Opdracht >> Neem alleen de rijen over vanaf de rij met "Within this scene, the bird's beak—where" tot en met het einde van de rijen, elke rij volledig. Verschuif daarbij elk getal in de coördinaten met -135.

Gegevensset >>
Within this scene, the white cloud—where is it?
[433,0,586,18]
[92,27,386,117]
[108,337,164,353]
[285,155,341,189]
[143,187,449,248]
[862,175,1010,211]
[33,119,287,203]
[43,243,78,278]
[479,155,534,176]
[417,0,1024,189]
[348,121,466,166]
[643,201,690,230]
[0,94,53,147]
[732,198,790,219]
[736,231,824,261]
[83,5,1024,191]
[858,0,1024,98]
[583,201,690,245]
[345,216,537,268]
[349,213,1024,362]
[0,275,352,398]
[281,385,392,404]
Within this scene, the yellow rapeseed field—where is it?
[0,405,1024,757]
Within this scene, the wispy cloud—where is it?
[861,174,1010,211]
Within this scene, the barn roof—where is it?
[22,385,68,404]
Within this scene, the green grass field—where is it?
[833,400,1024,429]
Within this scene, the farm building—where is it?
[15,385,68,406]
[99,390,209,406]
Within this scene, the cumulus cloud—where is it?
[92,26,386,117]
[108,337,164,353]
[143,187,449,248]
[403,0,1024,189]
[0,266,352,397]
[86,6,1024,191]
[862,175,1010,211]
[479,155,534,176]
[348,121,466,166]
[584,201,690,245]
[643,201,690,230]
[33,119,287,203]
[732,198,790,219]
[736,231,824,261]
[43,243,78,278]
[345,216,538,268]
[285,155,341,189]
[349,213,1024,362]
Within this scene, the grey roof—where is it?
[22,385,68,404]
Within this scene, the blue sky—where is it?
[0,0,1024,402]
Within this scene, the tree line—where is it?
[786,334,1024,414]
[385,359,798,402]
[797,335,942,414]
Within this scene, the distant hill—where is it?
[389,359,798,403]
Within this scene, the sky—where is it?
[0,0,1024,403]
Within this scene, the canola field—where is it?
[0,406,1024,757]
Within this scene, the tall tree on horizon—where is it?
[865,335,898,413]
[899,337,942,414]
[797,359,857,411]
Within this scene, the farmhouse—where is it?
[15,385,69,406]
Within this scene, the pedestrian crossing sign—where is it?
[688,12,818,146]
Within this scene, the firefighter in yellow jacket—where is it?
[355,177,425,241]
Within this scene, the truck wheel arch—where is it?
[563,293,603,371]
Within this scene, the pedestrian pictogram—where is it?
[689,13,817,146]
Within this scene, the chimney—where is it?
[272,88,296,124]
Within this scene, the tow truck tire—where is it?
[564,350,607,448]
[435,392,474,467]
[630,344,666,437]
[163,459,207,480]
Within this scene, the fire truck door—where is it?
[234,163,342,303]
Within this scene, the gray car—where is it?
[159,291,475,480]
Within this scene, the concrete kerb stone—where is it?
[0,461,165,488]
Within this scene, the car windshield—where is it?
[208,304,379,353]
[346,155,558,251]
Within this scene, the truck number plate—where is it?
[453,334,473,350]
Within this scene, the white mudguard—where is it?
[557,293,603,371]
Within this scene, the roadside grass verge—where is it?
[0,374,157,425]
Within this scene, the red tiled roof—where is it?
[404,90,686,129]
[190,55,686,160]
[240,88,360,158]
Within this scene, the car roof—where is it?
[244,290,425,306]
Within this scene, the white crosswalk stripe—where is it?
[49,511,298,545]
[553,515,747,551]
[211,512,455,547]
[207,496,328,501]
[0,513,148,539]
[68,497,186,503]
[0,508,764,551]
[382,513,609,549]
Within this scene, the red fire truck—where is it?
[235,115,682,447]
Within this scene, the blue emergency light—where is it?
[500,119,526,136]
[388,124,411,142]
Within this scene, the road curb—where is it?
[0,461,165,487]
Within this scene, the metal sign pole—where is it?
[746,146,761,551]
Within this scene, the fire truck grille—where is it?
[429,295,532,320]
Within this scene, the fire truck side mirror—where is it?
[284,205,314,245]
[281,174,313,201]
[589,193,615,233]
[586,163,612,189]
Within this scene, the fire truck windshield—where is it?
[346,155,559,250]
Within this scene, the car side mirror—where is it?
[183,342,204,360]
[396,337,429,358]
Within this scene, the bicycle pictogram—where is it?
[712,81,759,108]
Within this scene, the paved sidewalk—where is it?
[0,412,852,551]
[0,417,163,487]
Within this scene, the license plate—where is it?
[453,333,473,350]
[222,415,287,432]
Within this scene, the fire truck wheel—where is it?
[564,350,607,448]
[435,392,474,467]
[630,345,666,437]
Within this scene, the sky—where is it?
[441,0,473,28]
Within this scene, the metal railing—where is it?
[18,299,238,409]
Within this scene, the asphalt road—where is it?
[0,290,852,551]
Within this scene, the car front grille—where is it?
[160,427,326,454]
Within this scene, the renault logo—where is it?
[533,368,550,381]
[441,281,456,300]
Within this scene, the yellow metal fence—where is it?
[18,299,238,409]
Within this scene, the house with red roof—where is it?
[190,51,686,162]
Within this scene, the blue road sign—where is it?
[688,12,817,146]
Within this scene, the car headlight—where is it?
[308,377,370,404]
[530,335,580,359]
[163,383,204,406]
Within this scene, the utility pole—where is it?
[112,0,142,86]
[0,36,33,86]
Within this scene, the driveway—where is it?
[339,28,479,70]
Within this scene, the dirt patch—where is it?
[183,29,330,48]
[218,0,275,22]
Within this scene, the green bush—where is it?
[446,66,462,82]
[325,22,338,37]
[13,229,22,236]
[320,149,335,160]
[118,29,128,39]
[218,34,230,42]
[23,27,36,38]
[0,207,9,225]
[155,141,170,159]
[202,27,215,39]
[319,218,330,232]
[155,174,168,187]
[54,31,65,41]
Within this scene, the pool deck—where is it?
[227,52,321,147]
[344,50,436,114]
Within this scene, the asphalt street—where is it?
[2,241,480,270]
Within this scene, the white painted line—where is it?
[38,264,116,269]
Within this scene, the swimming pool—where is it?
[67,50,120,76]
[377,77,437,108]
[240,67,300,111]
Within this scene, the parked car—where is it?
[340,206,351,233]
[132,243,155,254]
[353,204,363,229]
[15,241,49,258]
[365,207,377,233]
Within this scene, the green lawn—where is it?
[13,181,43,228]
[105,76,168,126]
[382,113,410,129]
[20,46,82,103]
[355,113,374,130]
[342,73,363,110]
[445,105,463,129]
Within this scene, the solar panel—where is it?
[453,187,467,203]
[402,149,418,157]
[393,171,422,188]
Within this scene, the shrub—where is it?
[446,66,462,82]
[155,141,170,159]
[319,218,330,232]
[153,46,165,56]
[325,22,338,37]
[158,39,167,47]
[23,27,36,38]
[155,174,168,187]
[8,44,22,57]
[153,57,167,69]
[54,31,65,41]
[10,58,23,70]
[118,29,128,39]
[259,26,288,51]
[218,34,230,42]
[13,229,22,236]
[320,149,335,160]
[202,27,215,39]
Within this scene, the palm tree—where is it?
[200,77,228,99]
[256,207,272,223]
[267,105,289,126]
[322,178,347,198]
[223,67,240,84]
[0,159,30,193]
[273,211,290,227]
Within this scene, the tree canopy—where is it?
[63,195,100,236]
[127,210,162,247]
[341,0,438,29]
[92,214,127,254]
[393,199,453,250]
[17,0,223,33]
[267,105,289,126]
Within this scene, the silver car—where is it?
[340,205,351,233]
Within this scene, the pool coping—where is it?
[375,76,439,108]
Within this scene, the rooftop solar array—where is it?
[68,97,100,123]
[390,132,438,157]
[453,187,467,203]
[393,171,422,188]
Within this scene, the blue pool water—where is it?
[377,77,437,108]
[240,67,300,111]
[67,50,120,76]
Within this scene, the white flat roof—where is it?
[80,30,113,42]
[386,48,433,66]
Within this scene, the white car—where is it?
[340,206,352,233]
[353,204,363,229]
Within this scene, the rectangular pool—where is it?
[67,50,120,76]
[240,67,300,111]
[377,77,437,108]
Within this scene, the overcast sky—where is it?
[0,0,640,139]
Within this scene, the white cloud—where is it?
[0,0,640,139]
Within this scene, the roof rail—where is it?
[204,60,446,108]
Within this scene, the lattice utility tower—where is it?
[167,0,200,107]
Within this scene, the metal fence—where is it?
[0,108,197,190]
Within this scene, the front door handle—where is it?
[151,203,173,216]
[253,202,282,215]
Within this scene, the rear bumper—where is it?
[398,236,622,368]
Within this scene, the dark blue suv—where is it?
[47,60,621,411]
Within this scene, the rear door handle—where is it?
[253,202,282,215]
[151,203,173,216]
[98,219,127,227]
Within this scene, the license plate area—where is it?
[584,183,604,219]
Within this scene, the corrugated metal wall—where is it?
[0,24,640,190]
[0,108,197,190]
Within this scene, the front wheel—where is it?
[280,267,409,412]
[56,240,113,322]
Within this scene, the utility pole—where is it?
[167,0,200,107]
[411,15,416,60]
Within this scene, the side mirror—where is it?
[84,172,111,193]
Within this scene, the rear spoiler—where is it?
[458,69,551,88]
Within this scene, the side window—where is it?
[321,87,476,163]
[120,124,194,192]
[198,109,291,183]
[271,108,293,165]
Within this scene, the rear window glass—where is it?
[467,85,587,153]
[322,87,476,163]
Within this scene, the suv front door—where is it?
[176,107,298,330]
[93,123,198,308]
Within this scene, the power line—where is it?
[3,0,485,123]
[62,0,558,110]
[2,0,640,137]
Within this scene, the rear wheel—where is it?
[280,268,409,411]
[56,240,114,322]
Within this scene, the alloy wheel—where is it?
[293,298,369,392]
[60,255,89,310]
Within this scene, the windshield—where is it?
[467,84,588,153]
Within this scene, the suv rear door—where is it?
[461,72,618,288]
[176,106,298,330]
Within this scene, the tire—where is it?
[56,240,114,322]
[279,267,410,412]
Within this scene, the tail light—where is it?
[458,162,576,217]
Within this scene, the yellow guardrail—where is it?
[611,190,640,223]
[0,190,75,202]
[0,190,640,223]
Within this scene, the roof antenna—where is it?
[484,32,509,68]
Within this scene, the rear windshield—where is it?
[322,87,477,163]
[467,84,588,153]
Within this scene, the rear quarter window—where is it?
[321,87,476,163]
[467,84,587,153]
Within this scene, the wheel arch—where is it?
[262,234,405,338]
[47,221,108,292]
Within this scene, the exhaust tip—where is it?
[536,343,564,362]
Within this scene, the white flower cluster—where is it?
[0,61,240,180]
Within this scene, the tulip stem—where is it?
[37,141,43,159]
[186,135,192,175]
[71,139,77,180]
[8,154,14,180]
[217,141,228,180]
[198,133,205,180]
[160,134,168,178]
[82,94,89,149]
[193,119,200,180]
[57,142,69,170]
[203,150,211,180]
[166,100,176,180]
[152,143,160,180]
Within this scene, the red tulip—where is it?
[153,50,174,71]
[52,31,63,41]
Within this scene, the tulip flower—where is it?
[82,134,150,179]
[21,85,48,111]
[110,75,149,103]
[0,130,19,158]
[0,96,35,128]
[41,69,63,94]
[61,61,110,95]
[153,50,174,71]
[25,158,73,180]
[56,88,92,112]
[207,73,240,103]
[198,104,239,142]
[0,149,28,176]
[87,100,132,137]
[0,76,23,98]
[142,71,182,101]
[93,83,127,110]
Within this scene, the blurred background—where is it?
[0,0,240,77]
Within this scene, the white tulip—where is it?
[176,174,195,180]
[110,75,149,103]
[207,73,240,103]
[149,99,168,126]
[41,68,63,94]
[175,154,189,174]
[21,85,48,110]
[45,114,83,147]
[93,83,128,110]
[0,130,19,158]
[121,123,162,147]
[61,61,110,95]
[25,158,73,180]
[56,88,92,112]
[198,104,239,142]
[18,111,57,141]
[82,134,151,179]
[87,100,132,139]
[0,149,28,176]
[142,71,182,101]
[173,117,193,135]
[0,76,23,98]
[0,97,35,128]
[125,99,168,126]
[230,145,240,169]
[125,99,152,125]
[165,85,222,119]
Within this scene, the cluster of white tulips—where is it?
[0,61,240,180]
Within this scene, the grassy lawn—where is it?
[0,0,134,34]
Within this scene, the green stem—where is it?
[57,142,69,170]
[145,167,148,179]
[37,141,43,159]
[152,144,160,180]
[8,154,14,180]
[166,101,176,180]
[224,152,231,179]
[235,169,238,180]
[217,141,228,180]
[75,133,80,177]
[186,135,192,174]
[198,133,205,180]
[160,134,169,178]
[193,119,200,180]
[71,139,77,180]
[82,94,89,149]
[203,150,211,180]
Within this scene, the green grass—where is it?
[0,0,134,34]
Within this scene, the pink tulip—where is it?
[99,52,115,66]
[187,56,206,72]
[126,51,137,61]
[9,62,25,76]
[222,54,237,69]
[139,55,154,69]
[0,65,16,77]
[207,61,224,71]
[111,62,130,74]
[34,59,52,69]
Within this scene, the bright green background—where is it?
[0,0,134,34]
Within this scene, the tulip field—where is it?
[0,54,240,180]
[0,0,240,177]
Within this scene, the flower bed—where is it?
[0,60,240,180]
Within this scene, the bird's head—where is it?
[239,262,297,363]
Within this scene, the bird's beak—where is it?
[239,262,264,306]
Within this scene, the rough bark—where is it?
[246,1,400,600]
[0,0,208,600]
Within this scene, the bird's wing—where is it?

Antwoord >>
Within this scene, the bird's beak—where is it?
[104,127,129,171]
Within this scene, the rough bark—where is it?
[111,-134,265,465]
[-135,-135,73,465]
Within this scene, the bird's wing—where is it?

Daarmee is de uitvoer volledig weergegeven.